## Material supplied
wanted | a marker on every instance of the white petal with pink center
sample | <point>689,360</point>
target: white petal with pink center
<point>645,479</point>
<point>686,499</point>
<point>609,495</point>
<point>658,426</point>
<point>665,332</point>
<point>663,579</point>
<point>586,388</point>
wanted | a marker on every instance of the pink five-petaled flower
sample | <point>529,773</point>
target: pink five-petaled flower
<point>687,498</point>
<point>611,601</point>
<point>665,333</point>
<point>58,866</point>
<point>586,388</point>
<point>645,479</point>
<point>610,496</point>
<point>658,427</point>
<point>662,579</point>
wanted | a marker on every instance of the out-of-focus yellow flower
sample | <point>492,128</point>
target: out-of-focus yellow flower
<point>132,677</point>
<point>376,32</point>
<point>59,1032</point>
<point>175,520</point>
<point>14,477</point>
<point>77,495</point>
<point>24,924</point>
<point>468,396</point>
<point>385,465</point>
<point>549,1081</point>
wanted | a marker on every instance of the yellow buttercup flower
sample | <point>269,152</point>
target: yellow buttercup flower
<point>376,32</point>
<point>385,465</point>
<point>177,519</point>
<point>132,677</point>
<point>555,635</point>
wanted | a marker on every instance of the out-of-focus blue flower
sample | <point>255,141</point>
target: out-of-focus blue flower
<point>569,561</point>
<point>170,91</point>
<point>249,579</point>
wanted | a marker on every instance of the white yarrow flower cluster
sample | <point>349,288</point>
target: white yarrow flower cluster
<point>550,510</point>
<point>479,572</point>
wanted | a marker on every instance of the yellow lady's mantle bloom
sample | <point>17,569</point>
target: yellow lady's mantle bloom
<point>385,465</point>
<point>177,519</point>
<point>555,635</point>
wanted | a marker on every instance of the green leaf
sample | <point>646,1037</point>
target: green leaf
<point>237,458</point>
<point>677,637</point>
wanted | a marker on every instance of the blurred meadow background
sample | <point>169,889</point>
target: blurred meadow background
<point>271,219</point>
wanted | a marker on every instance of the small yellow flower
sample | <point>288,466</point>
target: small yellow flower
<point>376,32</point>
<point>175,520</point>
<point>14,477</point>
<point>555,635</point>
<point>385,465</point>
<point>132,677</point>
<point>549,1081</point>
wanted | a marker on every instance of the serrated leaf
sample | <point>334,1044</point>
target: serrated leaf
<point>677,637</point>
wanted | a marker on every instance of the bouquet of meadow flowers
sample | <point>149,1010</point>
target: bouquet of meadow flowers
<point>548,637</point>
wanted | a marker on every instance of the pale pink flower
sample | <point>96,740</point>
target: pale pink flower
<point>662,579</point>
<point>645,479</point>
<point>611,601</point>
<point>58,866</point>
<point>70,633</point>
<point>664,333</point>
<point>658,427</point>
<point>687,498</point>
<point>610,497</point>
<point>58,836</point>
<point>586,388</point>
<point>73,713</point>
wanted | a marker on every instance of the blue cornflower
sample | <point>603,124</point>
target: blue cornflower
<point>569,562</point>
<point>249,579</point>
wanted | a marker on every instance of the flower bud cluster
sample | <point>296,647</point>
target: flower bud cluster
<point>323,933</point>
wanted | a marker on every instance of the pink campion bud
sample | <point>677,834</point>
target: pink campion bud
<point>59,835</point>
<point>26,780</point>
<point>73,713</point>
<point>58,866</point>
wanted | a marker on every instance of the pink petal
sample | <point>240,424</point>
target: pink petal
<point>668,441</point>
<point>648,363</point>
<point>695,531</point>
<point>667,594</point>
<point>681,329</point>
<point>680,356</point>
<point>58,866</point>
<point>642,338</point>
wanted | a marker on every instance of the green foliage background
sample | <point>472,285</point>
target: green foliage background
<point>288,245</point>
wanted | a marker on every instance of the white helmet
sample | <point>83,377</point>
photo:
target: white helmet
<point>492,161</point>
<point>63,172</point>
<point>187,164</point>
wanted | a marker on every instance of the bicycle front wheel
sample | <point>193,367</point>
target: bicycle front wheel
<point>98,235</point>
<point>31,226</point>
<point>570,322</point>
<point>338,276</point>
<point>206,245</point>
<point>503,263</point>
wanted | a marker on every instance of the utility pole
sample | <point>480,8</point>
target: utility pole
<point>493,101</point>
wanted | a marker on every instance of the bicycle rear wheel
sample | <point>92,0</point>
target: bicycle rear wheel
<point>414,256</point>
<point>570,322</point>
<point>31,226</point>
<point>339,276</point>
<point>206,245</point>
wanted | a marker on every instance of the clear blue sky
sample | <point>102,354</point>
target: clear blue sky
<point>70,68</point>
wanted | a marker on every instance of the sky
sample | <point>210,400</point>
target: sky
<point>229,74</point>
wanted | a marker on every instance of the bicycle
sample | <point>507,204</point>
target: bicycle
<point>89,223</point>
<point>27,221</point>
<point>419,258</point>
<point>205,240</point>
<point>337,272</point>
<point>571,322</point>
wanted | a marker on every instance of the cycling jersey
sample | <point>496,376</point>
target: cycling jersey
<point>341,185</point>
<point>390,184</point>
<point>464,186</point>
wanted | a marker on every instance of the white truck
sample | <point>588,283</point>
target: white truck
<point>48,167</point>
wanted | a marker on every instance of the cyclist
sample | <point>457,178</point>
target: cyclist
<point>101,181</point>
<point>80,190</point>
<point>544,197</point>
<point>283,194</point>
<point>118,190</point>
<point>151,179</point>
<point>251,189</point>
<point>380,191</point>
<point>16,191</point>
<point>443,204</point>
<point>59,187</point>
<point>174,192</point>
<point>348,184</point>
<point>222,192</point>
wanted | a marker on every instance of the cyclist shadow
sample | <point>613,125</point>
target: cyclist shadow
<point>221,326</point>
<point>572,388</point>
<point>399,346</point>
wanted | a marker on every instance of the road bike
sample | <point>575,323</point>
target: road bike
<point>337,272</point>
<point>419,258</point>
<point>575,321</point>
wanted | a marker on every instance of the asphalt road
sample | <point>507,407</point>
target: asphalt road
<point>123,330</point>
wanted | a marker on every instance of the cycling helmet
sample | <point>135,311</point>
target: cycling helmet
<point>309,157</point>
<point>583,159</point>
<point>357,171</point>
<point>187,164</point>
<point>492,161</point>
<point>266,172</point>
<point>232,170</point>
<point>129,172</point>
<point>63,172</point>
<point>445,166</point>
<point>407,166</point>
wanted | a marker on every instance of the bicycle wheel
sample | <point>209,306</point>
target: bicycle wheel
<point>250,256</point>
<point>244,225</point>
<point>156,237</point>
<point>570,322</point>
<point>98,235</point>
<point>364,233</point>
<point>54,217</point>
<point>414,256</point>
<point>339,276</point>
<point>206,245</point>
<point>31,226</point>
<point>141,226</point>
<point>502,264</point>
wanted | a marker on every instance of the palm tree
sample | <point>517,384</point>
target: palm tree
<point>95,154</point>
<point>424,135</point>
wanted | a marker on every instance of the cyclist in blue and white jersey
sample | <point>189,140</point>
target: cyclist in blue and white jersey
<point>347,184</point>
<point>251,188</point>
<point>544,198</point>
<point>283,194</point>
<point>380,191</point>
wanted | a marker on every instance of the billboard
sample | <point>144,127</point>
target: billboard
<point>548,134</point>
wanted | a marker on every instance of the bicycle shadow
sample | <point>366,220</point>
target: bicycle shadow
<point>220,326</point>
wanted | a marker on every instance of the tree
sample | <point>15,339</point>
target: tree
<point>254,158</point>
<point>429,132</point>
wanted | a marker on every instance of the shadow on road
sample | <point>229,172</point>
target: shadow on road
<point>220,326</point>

## Given exercise
Restate the data above exactly, keeping each word as it stands.

## Reply
wanted | a marker on every instance of the white petal with pink center
sample | <point>689,360</point>
target: white petal with pink center
<point>645,479</point>
<point>686,499</point>
<point>609,495</point>
<point>658,426</point>
<point>665,332</point>
<point>663,579</point>
<point>586,388</point>
wanted | a marker on every instance of the pink five-petaled flower
sample | <point>529,773</point>
target: pink five-petaled flower
<point>687,498</point>
<point>611,601</point>
<point>665,333</point>
<point>58,866</point>
<point>586,388</point>
<point>645,479</point>
<point>610,496</point>
<point>658,427</point>
<point>662,579</point>
wanted | a marker on every instance of the out-of-focus yellow flower
sample | <point>492,128</point>
target: out-of-focus yellow flower
<point>132,677</point>
<point>376,32</point>
<point>59,1032</point>
<point>175,520</point>
<point>14,477</point>
<point>77,495</point>
<point>24,924</point>
<point>468,396</point>
<point>385,465</point>
<point>549,1081</point>
wanted | a marker on every instance of the yellow buttercup flower
sample | <point>269,152</point>
target: yellow buttercup flower
<point>376,32</point>
<point>385,465</point>
<point>177,519</point>
<point>132,677</point>
<point>555,635</point>
wanted | a marker on every instance of the out-of-focus blue flower
sample | <point>255,141</point>
target: out-of-focus blue flower
<point>569,561</point>
<point>170,91</point>
<point>249,579</point>
wanted | a marker on every instance of the white yarrow flower cluster
sample | <point>349,288</point>
target: white yarrow flower cluster
<point>550,510</point>
<point>479,572</point>
wanted | a marker on every instance of the yellow lady's mantle bloom
sample | <point>17,569</point>
target: yellow lady's mantle bloom
<point>385,465</point>
<point>177,519</point>
<point>555,635</point>
wanted | a marker on every instance of the green leaf
sample | <point>646,1037</point>
target: green leaf
<point>237,458</point>
<point>677,637</point>
wanted | a marker on every instance of the blurred meadow background
sample | <point>169,889</point>
target: blurred meadow background
<point>271,219</point>
wanted | a marker on every instance of the small yellow flower
sample | <point>288,466</point>
target: small yellow flower
<point>376,32</point>
<point>175,520</point>
<point>14,477</point>
<point>555,635</point>
<point>385,465</point>
<point>132,677</point>
<point>549,1081</point>
wanted | a marker on every instance of the serrated leaf
sample | <point>334,1044</point>
target: serrated leaf
<point>677,637</point>
wanted | a marker on every instance of the bouquet of meadow flowers
sample | <point>149,1010</point>
target: bouquet of meadow flowers
<point>548,637</point>
wanted | a marker on every instance of the pale pink flower
sample | <point>96,740</point>
target: pale pink flower
<point>662,579</point>
<point>645,479</point>
<point>611,601</point>
<point>58,866</point>
<point>70,633</point>
<point>664,333</point>
<point>658,427</point>
<point>687,498</point>
<point>610,497</point>
<point>58,836</point>
<point>586,388</point>
<point>73,713</point>
wanted | a marker on every instance of the blue cornflower
sample | <point>603,124</point>
target: blue cornflower
<point>569,562</point>
<point>249,579</point>
wanted | a marker on every instance of the flower bud cluster
sample | <point>296,647</point>
target: flower bud cluster
<point>323,933</point>
wanted | a marker on every instance of the pink campion bud
sample | <point>677,834</point>
target: pink campion bud
<point>59,835</point>
<point>26,780</point>
<point>73,713</point>
<point>58,866</point>
wanted | a marker on every instance of the pink petal
sample | <point>240,424</point>
target: pink petal
<point>668,441</point>
<point>648,363</point>
<point>695,531</point>
<point>667,594</point>
<point>681,329</point>
<point>680,356</point>
<point>58,866</point>
<point>642,338</point>
wanted | a marker on every instance of the green foliage background
sample | <point>472,285</point>
target: green foliage background
<point>288,245</point>
wanted | a marker on every instance of the white helmet
sample | <point>83,377</point>
photo:
target: white helmet
<point>492,161</point>
<point>63,172</point>
<point>187,164</point>
wanted | a marker on every instance of the bicycle front wheel
sample | <point>193,367</point>
target: bicycle front wheel
<point>98,235</point>
<point>31,226</point>
<point>570,322</point>
<point>338,276</point>
<point>206,245</point>
<point>503,263</point>
wanted | a marker on every instance of the utility pole
sample | <point>480,8</point>
target: utility pole
<point>493,101</point>
wanted | a marker on every instance of the bicycle rear wheel
sample | <point>92,0</point>
target: bicycle rear wheel
<point>414,256</point>
<point>570,322</point>
<point>31,226</point>
<point>339,276</point>
<point>206,245</point>
wanted | a marker on every instance of the clear blue sky
sample | <point>102,354</point>
target: clear blue sky
<point>70,68</point>
wanted | a marker on every instance of the sky
sample | <point>210,400</point>
target: sky
<point>229,74</point>
wanted | a marker on every instance of the bicycle
sample | <point>507,204</point>
target: bicycle
<point>89,223</point>
<point>27,221</point>
<point>419,258</point>
<point>205,240</point>
<point>337,272</point>
<point>571,322</point>
wanted | a marker on every instance of the cycling jersey
sample | <point>496,376</point>
target: cycling jersey
<point>341,185</point>
<point>390,184</point>
<point>464,186</point>
wanted | a marker on every instance of the white truck
sample | <point>588,283</point>
target: white truck
<point>48,167</point>
wanted | a marker on every instance of the cyclist
sample | <point>457,178</point>
target: cyclist
<point>101,181</point>
<point>80,190</point>
<point>544,197</point>
<point>283,194</point>
<point>118,190</point>
<point>151,179</point>
<point>251,189</point>
<point>380,191</point>
<point>16,191</point>
<point>443,204</point>
<point>59,187</point>
<point>174,192</point>
<point>348,184</point>
<point>222,192</point>
wanted | a marker on every instance of the cyclist shadow
sample | <point>613,125</point>
target: cyclist shadow
<point>221,326</point>
<point>572,388</point>
<point>399,346</point>
wanted | a marker on every instance of the road bike
sample | <point>575,323</point>
target: road bike
<point>337,272</point>
<point>419,258</point>
<point>575,321</point>
wanted | a marker on every instance of the asphalt road
sample | <point>507,407</point>
target: asphalt road
<point>123,330</point>
wanted | a marker on every instance of the cycling helmet
sample | <point>135,311</point>
target: cycling helmet
<point>309,157</point>
<point>583,159</point>
<point>357,171</point>
<point>187,164</point>
<point>492,161</point>
<point>266,172</point>
<point>232,170</point>
<point>129,172</point>
<point>63,172</point>
<point>445,166</point>
<point>407,166</point>
wanted | a marker on every instance of the bicycle wheel
sample | <point>209,306</point>
target: bicycle wheel
<point>250,256</point>
<point>244,225</point>
<point>156,237</point>
<point>570,322</point>
<point>98,235</point>
<point>364,233</point>
<point>54,217</point>
<point>414,256</point>
<point>339,276</point>
<point>206,245</point>
<point>31,226</point>
<point>141,226</point>
<point>502,264</point>
wanted | a marker on every instance of the palm tree
sample | <point>517,384</point>
target: palm tree
<point>95,154</point>
<point>424,135</point>
wanted | a marker on every instance of the cyclist in blue and white jersey
sample | <point>189,140</point>
target: cyclist in blue and white jersey
<point>347,184</point>
<point>251,188</point>
<point>544,198</point>
<point>283,194</point>
<point>380,191</point>
wanted | a marker on every instance of the billboard
sample | <point>144,127</point>
target: billboard
<point>548,134</point>
wanted | a marker on every instance of the bicycle shadow
sample | <point>366,220</point>
target: bicycle shadow
<point>220,326</point>
wanted | a marker on every instance of the tree
sample | <point>15,339</point>
target: tree
<point>254,158</point>
<point>429,132</point>
wanted | a marker on every instance of the shadow on road
sample | <point>229,172</point>
target: shadow on road
<point>220,326</point>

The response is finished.